● EXTRACTO DEL DOCUMENTO
━━━━

Ese espacio al que parece tenérsele miedo de dar su valor institucional y profesional en el ámbito de la salud, en esta sociedad denominada “líquida” donde damos bandazos de lo biológico a lo social, sin los referentes sólidos de la añorada “objetividad” que imponían los valores ideológicos, los valores religiosos, los valores materiales. Cuando es precisamente en esta sociedad relativista de la información donde más nos jugamos en la coherencia interna asociada al conocimiento de lo psicológico; también en la salud.
Continuamente vemos la presión por incrementar sin límite la financiación de unos servicios sanitarios cada vez más sofisticados y tecnificados constituidos desde una concepción puramente biomédica de la lucha contra la enfermedad.
Y a su vez en paralelo, y cuando los recursos públicos no alcanzan, fomentamos la participación ciudadana a través del asociacionismo de grupos de presión, de ayuda mutua, de pacientes expertos, que reclamen más recursos sociales para problemáticas de salud específicas.

━━━━

● FILAS PROPORCIONADAS
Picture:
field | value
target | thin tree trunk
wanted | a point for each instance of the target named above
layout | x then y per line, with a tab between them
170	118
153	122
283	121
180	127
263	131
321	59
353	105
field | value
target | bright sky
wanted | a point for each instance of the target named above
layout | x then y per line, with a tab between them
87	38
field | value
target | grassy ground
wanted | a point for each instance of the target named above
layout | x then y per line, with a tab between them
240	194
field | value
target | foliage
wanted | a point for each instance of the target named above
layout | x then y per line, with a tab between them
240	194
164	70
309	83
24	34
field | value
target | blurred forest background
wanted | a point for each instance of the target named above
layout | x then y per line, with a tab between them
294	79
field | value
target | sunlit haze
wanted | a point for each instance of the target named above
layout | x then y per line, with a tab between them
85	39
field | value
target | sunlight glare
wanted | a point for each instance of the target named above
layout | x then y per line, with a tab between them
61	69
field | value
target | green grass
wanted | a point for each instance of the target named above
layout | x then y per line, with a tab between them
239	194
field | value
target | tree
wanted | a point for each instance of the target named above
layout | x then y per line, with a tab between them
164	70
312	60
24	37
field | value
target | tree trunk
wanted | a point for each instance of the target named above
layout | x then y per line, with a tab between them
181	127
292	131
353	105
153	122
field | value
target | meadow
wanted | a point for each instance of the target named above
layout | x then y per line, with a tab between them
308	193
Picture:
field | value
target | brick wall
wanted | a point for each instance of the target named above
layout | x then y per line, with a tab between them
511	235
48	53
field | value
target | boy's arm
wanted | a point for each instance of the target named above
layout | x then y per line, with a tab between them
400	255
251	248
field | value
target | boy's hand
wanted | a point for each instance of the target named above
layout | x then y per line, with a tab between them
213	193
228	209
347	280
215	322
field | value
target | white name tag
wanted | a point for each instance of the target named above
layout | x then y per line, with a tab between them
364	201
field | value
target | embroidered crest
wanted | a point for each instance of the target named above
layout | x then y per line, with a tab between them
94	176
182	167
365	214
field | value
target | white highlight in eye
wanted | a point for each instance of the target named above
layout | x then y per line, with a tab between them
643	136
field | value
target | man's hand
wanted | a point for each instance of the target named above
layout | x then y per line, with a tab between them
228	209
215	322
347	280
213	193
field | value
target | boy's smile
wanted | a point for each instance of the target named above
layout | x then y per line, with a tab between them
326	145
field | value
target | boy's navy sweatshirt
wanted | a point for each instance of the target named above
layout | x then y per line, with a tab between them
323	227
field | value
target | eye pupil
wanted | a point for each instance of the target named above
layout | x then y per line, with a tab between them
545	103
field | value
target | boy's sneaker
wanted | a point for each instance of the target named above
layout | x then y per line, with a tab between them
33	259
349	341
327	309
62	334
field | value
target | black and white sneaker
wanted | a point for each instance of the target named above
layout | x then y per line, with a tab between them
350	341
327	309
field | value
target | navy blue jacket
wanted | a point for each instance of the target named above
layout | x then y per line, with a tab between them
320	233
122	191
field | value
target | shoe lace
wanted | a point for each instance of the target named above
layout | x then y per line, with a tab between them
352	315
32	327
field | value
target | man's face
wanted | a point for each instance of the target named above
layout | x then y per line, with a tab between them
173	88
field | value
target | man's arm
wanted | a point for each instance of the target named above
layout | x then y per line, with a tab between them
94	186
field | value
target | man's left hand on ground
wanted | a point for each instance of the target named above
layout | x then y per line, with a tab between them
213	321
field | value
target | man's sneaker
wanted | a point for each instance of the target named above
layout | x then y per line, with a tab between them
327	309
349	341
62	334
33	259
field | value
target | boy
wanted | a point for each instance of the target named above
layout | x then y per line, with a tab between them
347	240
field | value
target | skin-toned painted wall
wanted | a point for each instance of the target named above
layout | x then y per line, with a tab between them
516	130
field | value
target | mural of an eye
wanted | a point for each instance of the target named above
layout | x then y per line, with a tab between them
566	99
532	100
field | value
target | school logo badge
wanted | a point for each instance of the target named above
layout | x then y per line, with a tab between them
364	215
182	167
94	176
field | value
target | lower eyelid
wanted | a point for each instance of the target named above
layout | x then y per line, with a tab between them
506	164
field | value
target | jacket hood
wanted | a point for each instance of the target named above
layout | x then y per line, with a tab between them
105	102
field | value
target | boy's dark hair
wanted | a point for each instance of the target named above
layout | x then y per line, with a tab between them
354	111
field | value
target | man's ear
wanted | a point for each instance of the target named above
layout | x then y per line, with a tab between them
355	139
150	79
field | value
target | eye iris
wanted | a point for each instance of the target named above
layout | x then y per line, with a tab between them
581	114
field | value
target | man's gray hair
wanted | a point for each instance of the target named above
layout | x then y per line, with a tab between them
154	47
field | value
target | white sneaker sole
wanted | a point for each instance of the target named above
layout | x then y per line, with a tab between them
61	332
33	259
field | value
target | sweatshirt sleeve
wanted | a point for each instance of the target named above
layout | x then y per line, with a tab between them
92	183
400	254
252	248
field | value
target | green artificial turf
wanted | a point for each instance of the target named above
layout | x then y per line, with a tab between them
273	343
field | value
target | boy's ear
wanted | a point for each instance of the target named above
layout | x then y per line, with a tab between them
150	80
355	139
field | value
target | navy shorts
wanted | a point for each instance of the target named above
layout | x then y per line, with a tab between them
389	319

━━━━

● ORDEN DE TRABAJO A
Transcribe del extracto sobre lo psicológico en la salud todo lo que va desde "Ese espacio al" hasta "en la salud.".
● ORDEN DE TRABAJO B
Traduce al inglés esta oración del extracto: "Continuamente vemos la presión por incrementar sin límite la financiación de unos servicios sanitarios cada vez más sofisticados y tecnificados constituidos desde una concepción puramente biomédica de la lucha contra la enfermedad."
Las filas no guardan ninguna relación con el extracto.

● RESULTADO A
Ese espacio al que parece tenérsele miedo de dar su valor institucional y profesional en el ámbito de la salud, en esta sociedad denominada “líquida” donde damos bandazos de lo biológico a lo social, sin los referentes sólidos de la añorada “objetividad” que imponían los valores ideológicos, los valores religiosos, los valores materiales. Cuando es precisamente en esta sociedad relativista de la información donde más nos jugamos en la coherencia interna asociada al conocimiento de lo psicológico; también en la salud.

● RESULTADO B
We continually see the pressure to increase without limit the funding of ever more sophisticated and technologized health services, built on a purely biomedical conception of the fight against disease.